[Dataset entries]
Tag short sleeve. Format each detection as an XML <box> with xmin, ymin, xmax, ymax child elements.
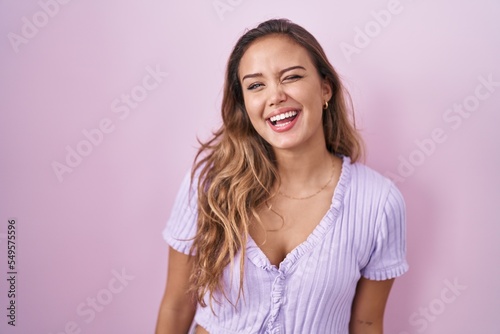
<box><xmin>162</xmin><ymin>171</ymin><xmax>198</xmax><ymax>255</ymax></box>
<box><xmin>361</xmin><ymin>183</ymin><xmax>409</xmax><ymax>280</ymax></box>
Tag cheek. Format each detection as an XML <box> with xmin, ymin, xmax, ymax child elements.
<box><xmin>287</xmin><ymin>82</ymin><xmax>322</xmax><ymax>106</ymax></box>
<box><xmin>245</xmin><ymin>109</ymin><xmax>263</xmax><ymax>131</ymax></box>
<box><xmin>243</xmin><ymin>94</ymin><xmax>265</xmax><ymax>120</ymax></box>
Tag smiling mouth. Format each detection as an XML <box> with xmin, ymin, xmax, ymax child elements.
<box><xmin>269</xmin><ymin>110</ymin><xmax>299</xmax><ymax>126</ymax></box>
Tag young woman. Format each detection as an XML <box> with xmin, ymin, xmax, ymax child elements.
<box><xmin>156</xmin><ymin>18</ymin><xmax>408</xmax><ymax>334</ymax></box>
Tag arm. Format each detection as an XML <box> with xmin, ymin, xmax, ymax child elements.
<box><xmin>155</xmin><ymin>247</ymin><xmax>197</xmax><ymax>334</ymax></box>
<box><xmin>349</xmin><ymin>277</ymin><xmax>395</xmax><ymax>334</ymax></box>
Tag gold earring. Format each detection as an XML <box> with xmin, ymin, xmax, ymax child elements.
<box><xmin>323</xmin><ymin>101</ymin><xmax>329</xmax><ymax>110</ymax></box>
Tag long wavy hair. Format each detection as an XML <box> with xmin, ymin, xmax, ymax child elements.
<box><xmin>189</xmin><ymin>18</ymin><xmax>363</xmax><ymax>309</ymax></box>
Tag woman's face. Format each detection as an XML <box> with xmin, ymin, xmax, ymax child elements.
<box><xmin>238</xmin><ymin>35</ymin><xmax>332</xmax><ymax>153</ymax></box>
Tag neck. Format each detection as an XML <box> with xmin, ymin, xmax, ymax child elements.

▸ Problem: Copy exactly the line containing "Tag long wavy" and every line after it, ending with the last line of the records above.

▸ Output of the exercise:
Tag long wavy hair. Format each detection as an XML <box> with xmin, ymin, xmax, ymax child elements.
<box><xmin>189</xmin><ymin>18</ymin><xmax>363</xmax><ymax>309</ymax></box>
Tag woman's face. Format each detection as an XML <box> with xmin, ymin, xmax, ymax child elements.
<box><xmin>238</xmin><ymin>35</ymin><xmax>332</xmax><ymax>153</ymax></box>
Tag neck. Format each detection as an XML <box> with xmin, ymin, xmax, ymax child elements.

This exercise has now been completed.